• [EXERCISE DIRECTIONS] Arrange the part of the records below that opens with the line containing "the air conditioner" and closes with the line containing "<point>1059,557</point>", both included, as a numbered list, omitting any blank lines.

____ DATA TO USE

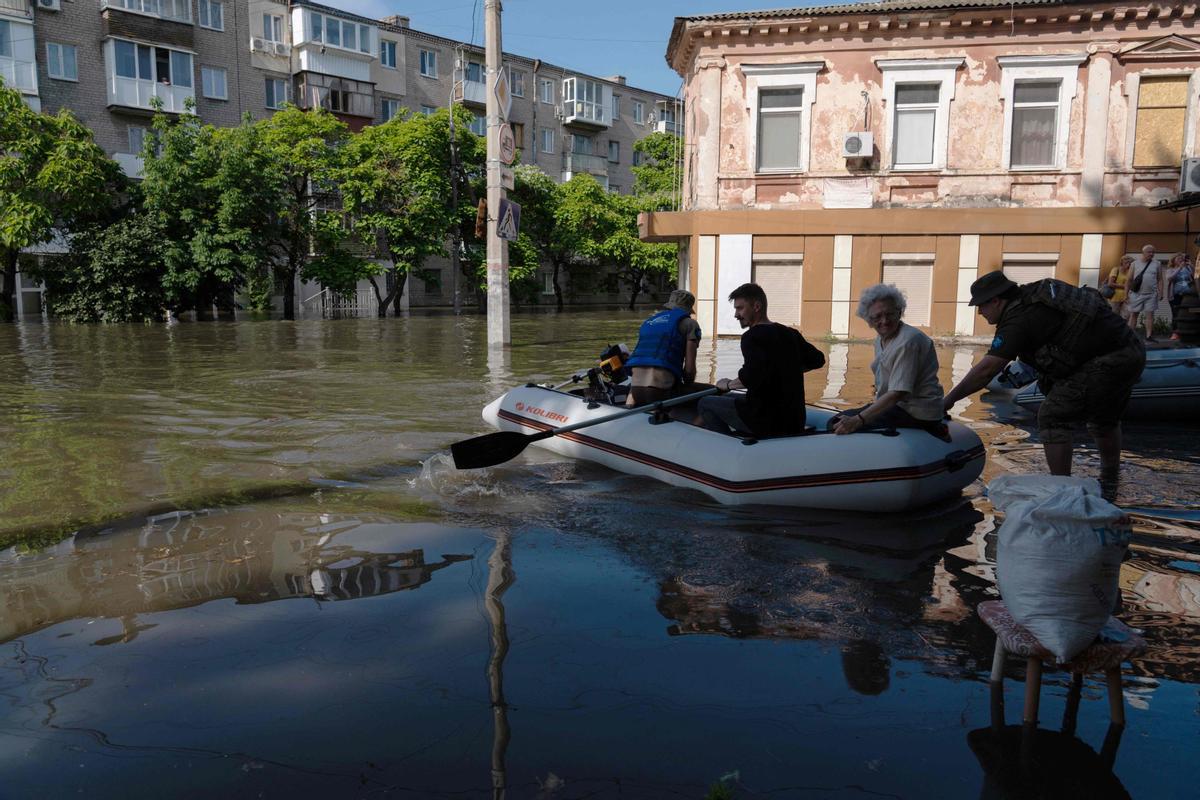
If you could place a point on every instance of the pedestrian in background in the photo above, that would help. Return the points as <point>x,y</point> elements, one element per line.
<point>1144,289</point>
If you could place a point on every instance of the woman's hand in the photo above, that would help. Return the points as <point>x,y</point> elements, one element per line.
<point>849,425</point>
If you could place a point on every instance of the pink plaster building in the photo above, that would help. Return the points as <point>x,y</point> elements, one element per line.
<point>924,143</point>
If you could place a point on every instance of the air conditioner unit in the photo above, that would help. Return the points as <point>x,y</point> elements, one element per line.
<point>1189,175</point>
<point>858,144</point>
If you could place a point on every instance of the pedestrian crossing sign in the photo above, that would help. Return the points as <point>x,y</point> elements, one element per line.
<point>509,221</point>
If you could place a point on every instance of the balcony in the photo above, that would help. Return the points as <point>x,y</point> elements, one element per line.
<point>135,92</point>
<point>579,162</point>
<point>18,74</point>
<point>586,103</point>
<point>16,8</point>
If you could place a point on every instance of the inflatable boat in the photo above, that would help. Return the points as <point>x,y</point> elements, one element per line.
<point>885,470</point>
<point>1169,389</point>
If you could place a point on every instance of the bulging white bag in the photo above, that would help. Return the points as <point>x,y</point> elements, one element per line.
<point>1059,557</point>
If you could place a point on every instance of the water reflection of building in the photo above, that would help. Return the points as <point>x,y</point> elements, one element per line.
<point>195,560</point>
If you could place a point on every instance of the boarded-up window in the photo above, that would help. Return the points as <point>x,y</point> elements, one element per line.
<point>1027,268</point>
<point>913,275</point>
<point>781,280</point>
<point>1162,110</point>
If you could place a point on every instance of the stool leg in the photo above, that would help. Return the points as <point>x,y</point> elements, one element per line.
<point>1071,713</point>
<point>1032,690</point>
<point>1116,697</point>
<point>997,686</point>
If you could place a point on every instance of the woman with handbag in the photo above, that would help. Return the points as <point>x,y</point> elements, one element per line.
<point>1180,280</point>
<point>1144,289</point>
<point>1114,288</point>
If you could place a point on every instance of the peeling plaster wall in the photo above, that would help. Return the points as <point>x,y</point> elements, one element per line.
<point>975,173</point>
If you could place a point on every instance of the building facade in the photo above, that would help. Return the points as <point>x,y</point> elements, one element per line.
<point>924,143</point>
<point>109,61</point>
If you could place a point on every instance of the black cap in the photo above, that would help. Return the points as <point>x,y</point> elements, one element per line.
<point>988,287</point>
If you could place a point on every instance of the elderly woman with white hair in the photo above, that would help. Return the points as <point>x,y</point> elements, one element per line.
<point>907,394</point>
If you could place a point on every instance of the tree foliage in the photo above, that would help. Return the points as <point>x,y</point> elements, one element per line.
<point>53,176</point>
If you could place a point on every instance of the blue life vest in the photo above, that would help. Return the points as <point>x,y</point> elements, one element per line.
<point>659,342</point>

________

• [WRITTEN SOLUTION]
1. If you could place a point on every instance of the air conditioner unit in the photo above, that would help. Return the points as <point>x,y</point> elements, one element per line.
2. <point>1189,175</point>
3. <point>858,144</point>
4. If you could place a point on every instance of the pedestrian crossing sign in the photo above, that would help. Return the points as <point>x,y</point> elements, one element per line.
5. <point>509,221</point>
6. If you could place a point on every instance of the balcony in the photo above, that would help. Return the points as <point>x,y</point> elements, one element per line.
7. <point>135,92</point>
8. <point>579,162</point>
9. <point>18,74</point>
10. <point>586,103</point>
11. <point>16,8</point>
12. If you could place a point on every instance of the inflatable boat in the photo above, that would help. Return the points as <point>x,y</point> elements, one element per line.
13. <point>885,470</point>
14. <point>1169,389</point>
15. If you could place a point on every instance of the bulging white bag in the photo above, that would help. Return the points as <point>x,y</point> elements, one element per line.
16. <point>1059,557</point>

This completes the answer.